- TASK STATEMENT
Reproduce all entries verbatim, with nothing added or dropped.
=-=-=
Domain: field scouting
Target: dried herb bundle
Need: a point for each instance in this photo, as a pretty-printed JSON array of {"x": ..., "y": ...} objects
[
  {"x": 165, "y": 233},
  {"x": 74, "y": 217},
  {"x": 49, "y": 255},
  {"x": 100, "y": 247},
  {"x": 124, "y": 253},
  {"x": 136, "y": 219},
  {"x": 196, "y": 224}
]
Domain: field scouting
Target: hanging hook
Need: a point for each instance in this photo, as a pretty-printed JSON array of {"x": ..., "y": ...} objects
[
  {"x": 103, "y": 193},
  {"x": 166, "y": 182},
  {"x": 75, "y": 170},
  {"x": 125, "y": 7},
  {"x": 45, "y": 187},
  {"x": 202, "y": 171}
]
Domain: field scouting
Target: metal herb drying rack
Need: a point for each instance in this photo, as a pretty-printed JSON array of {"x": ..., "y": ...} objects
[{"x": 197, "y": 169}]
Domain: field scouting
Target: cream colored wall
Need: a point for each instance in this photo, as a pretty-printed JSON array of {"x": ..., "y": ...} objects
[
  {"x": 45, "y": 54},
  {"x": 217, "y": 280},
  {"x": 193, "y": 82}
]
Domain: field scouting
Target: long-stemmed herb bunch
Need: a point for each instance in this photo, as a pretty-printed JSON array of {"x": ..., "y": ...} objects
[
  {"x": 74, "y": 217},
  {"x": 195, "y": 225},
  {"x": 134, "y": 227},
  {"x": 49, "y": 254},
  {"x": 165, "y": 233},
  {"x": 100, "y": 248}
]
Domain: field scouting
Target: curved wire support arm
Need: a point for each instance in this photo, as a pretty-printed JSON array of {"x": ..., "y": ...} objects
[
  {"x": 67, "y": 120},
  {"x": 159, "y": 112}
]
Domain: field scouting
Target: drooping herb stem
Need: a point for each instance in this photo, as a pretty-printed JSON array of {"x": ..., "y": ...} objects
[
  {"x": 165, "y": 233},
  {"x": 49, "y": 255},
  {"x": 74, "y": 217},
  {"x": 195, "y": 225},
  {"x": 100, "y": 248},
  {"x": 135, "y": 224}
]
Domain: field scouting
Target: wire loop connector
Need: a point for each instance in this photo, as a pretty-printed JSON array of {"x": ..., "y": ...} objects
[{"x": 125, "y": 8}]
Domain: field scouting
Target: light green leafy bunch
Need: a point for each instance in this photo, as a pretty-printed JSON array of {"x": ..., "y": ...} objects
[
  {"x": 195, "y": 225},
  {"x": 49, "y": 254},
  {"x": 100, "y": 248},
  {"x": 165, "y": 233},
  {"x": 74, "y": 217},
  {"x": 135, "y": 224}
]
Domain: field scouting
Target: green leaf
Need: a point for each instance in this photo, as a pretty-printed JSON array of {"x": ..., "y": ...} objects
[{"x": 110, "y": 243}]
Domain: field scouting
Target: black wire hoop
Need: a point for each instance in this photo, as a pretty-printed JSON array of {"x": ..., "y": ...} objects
=-=-=
- EXERCISE OUTPUT
Domain: field scouting
Target: dried herb bundle
Need: a point for each instance in this photo, as a pretty-printed JSON array of {"x": ..., "y": ...} objects
[
  {"x": 165, "y": 233},
  {"x": 74, "y": 217},
  {"x": 49, "y": 255},
  {"x": 100, "y": 247},
  {"x": 124, "y": 253},
  {"x": 136, "y": 219},
  {"x": 196, "y": 224}
]
Domain: field scouting
Target: hanging hook
Need: a point for each instance in this photo, as a pretty-printed JSON array of {"x": ..., "y": ...} objects
[
  {"x": 103, "y": 193},
  {"x": 166, "y": 182},
  {"x": 75, "y": 170},
  {"x": 125, "y": 7},
  {"x": 45, "y": 187},
  {"x": 202, "y": 171}
]
Domain: field scouting
Target: metal herb drying rack
Need: a point for each instance in this photo, as a pretty-printed JSON array of {"x": ..., "y": ...} objects
[{"x": 197, "y": 169}]
Domain: field scouting
Target: cream colored wall
Need: a point for each instance in this photo, as a pretty-printed JSON array of {"x": ..., "y": ...} objects
[
  {"x": 45, "y": 54},
  {"x": 217, "y": 280},
  {"x": 193, "y": 82}
]
Domain: field scouting
Target: long-stemmed herb bunch
Need: a point for each instance in this photo, as a pretty-printed JSON array of {"x": ..., "y": ...} objects
[
  {"x": 74, "y": 217},
  {"x": 195, "y": 225},
  {"x": 134, "y": 227},
  {"x": 49, "y": 254},
  {"x": 165, "y": 233},
  {"x": 100, "y": 248}
]
Domain: field scouting
Target: curved wire support arm
Need: a point for each instance in this photo, as a pretty-printed JSON array of {"x": ..., "y": ...} objects
[
  {"x": 67, "y": 120},
  {"x": 159, "y": 112}
]
Domain: field scouting
Target: drooping herb stem
Need: a point for each instance in this photo, as a pretty-printed JSON array of {"x": ..., "y": ...} objects
[
  {"x": 165, "y": 233},
  {"x": 49, "y": 255},
  {"x": 74, "y": 217},
  {"x": 195, "y": 225},
  {"x": 100, "y": 248},
  {"x": 135, "y": 224}
]
Domain: field scouting
Target: wire loop connector
Need: a point for each instance in this photo, as a pretty-printed JSON array of {"x": ..., "y": ...} objects
[{"x": 125, "y": 8}]
Domain: field scouting
Target: light green leafy bunch
Need: a point for each instance in this photo, as a pretty-printed JSON array of {"x": ..., "y": ...} objects
[
  {"x": 195, "y": 225},
  {"x": 49, "y": 254},
  {"x": 100, "y": 248},
  {"x": 165, "y": 233},
  {"x": 74, "y": 217},
  {"x": 135, "y": 224}
]
Domain: field scouting
Target: green leaf
Need: a point for each instance in this photo, as a pretty-printed JSON array of {"x": ..., "y": ...} objects
[{"x": 110, "y": 243}]
Domain: field scouting
Target: black wire hoop
Need: a point for each instance in this photo, as a pretty-printed JSON array of {"x": ..., "y": ...} objects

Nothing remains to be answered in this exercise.